On 5/25/07, Mike Klaas <[EMAIL PROTECTED]> wrote:
On 25-May-07, at 2:09 PM, Yonik Seeley wrote:
> On 5/25/07, Mike Klaas <[EMAIL PROTECTED]> wrote:
>> HashDocSet maxSize: perhaps consider increasing this, or making this
>> by default a parameter which is tuned automatically (.5% of maxDocs,
>> for instance)
>
> I think when HashDocSet is large enough, it can be slower than
> OpenBitSet for taking intersections, even when it still saves memory.
> So it depends on what one is optimizing for.
>
> I picked 3000 long ago since that it seemed the fastest for faceting
> with one particular data set (between 500K to 1M docs), but that was
> before OpenBitSet. It also caps the max table size at 4096 entries
Wasn't HashDocSet significantly optimized for intersection recently?
More like optimized/simplified for storing lucene doc ids. Only about
8-10% speedup.
OpenBitSet was more on the order of 2 to 4 times improvement over
BitSet for intersections.
Here's one data point from someone else:
http://www.nabble.com/Aggregating-category-hits-tf1623611.html#a4831982
-Yonik

Set exercise A: Translate this sentence from the thread on HashDocSet into Spanish: "OpenBitSet was more on the order of 2 to 4 times improvement over BitSet for intersections."

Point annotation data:
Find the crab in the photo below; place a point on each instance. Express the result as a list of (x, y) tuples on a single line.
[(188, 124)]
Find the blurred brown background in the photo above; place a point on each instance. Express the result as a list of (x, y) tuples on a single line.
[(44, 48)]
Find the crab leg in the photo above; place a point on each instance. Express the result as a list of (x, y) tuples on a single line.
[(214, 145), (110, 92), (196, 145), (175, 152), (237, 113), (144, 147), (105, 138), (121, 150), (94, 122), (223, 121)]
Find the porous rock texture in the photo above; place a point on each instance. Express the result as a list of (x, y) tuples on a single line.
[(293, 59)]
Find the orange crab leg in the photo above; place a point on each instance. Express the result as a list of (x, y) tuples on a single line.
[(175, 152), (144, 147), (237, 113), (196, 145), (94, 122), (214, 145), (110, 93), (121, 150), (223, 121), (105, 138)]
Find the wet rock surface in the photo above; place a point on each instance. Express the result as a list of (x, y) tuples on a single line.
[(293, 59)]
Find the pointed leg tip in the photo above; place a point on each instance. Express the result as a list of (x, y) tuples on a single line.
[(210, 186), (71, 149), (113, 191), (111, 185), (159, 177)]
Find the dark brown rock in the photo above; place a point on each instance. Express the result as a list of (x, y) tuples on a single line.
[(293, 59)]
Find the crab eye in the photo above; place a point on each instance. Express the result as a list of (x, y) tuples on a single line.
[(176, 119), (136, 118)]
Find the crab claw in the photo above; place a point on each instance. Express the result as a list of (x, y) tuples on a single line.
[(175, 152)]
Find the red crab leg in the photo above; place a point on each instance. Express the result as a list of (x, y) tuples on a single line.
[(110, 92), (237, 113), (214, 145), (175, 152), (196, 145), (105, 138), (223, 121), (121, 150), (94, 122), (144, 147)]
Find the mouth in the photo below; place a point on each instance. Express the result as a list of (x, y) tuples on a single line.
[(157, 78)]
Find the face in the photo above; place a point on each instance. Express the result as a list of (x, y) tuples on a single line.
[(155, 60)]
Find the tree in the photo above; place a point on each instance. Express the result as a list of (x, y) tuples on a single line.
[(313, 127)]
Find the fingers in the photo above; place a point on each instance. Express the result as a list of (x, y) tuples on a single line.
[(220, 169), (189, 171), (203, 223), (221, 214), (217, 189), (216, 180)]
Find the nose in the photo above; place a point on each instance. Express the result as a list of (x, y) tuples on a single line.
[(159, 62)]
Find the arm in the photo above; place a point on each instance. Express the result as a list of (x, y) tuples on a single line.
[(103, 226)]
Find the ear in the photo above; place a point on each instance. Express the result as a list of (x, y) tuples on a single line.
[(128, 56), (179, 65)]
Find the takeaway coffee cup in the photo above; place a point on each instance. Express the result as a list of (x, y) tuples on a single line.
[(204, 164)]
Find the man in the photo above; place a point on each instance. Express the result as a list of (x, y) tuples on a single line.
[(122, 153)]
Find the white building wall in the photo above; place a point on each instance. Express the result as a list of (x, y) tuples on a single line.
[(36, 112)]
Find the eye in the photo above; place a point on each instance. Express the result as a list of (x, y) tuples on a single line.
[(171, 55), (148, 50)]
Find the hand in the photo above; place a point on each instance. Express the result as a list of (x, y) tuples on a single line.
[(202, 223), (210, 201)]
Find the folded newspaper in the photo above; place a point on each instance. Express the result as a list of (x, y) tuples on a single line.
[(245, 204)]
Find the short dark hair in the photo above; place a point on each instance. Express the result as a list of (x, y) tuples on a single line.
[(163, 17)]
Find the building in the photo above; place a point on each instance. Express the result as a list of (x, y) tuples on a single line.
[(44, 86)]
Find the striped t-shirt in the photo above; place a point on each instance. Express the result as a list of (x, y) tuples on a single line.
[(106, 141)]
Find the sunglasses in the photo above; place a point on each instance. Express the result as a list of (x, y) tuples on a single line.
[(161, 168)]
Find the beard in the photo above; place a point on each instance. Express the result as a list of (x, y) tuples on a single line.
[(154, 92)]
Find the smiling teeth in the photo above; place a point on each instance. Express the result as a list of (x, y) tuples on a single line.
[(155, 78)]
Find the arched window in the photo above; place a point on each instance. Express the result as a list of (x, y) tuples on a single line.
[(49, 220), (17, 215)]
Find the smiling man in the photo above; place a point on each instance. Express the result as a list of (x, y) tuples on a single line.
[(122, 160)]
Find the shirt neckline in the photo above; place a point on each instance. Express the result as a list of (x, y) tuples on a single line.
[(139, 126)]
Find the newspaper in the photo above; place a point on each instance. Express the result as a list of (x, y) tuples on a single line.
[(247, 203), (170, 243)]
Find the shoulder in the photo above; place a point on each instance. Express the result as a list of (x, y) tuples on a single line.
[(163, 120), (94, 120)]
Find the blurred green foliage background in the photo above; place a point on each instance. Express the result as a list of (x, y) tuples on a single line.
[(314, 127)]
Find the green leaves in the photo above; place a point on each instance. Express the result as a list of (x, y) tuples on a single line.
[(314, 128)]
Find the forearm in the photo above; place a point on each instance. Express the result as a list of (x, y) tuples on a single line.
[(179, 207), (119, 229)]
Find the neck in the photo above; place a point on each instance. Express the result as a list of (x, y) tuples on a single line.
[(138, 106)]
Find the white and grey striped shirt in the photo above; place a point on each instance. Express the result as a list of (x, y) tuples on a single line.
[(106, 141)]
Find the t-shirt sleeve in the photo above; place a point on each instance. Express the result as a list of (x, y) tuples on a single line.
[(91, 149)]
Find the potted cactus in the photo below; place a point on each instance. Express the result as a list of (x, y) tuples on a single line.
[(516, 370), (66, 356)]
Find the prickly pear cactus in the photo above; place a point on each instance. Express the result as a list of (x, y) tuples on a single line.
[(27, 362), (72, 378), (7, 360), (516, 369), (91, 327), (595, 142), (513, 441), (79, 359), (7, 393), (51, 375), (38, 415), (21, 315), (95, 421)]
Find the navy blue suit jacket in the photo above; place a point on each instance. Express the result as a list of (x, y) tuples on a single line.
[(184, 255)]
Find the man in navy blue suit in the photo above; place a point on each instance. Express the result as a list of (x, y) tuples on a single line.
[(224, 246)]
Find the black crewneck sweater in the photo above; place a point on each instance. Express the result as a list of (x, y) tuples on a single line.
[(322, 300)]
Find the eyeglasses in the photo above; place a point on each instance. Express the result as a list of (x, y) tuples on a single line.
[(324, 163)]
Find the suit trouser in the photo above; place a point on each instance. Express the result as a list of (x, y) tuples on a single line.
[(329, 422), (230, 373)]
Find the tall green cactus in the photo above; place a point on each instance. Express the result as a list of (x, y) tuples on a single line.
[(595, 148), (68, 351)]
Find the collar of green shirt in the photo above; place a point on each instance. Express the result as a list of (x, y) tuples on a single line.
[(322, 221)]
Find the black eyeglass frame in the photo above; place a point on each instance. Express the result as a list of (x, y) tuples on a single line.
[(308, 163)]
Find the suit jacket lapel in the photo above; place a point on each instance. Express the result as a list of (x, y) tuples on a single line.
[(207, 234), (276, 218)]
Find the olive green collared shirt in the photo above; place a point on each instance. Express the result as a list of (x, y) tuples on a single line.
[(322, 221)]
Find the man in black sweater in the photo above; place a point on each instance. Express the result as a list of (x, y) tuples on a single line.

Set exercise B: Count the lines in the listing that contain the string "smiling", treating case as significant, and give only the number.

Answer A: OpenBitSet supuso una mejora del orden de 2 a 4 veces respecto a BitSet en las intersecciones.

Answer B: 2